*Required action*.
Check each line below for "hood" and say how many have it, with no other words.

Records shown START

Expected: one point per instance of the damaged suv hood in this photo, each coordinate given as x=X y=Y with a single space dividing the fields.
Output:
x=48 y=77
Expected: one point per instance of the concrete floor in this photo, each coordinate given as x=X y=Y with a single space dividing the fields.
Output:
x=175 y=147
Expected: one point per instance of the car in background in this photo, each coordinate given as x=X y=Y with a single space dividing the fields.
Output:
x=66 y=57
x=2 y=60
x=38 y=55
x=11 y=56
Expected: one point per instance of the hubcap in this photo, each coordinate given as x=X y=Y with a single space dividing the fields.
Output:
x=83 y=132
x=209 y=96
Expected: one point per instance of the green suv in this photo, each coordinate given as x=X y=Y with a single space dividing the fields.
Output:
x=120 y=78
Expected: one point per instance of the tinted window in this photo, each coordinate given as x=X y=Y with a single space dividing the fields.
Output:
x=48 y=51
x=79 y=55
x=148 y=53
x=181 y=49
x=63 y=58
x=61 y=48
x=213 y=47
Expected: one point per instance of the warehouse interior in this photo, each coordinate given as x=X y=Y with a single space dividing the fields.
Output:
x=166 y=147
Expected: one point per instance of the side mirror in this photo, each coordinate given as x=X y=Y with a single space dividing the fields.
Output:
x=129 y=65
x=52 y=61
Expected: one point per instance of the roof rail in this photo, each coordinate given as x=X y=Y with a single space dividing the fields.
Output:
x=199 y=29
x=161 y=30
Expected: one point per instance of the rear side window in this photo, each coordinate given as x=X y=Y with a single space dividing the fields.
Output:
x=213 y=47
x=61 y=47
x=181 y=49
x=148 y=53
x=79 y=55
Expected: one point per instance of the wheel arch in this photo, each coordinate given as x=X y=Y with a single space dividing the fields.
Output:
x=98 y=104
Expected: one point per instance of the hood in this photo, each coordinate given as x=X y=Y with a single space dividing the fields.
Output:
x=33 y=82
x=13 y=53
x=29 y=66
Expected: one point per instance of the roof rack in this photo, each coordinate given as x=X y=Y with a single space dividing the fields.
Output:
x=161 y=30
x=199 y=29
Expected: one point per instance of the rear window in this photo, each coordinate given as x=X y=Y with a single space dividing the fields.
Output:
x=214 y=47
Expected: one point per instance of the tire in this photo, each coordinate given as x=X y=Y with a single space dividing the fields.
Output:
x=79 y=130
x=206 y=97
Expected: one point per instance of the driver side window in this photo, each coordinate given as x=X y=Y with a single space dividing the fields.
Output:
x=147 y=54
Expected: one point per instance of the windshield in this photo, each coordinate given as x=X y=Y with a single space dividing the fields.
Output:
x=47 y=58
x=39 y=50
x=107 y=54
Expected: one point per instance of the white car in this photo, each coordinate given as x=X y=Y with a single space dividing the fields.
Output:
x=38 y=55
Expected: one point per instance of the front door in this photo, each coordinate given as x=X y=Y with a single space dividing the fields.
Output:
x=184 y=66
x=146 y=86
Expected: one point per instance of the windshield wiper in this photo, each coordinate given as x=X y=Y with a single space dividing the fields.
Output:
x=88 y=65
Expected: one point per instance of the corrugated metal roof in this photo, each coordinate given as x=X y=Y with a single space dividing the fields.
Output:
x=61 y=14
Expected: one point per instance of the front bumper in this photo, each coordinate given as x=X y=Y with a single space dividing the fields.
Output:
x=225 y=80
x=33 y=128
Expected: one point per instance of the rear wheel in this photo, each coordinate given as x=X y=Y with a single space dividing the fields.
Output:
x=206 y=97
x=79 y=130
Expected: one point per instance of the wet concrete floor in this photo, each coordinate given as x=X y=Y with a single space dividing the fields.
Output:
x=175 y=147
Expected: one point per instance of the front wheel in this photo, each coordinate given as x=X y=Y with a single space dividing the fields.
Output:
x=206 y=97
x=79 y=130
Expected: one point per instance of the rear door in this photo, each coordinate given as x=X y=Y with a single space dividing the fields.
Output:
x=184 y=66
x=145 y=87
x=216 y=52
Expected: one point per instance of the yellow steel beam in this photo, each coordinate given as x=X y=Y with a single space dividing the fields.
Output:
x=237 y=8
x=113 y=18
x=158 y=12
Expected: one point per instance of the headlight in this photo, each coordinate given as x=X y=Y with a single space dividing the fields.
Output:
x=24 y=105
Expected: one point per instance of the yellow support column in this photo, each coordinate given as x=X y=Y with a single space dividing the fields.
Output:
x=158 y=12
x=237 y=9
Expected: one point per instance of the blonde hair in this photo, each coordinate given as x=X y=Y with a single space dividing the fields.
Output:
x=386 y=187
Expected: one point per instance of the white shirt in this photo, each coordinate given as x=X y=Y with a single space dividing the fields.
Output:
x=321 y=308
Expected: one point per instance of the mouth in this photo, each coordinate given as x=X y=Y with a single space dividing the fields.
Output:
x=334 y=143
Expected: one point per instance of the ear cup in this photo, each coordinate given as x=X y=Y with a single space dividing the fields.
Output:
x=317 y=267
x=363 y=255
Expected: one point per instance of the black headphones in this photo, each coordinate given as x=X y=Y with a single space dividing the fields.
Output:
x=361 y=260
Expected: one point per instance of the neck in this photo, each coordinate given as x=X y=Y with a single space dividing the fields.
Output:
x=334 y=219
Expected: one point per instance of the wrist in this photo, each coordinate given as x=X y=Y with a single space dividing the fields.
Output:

Records shown END

*Expected answer*.
2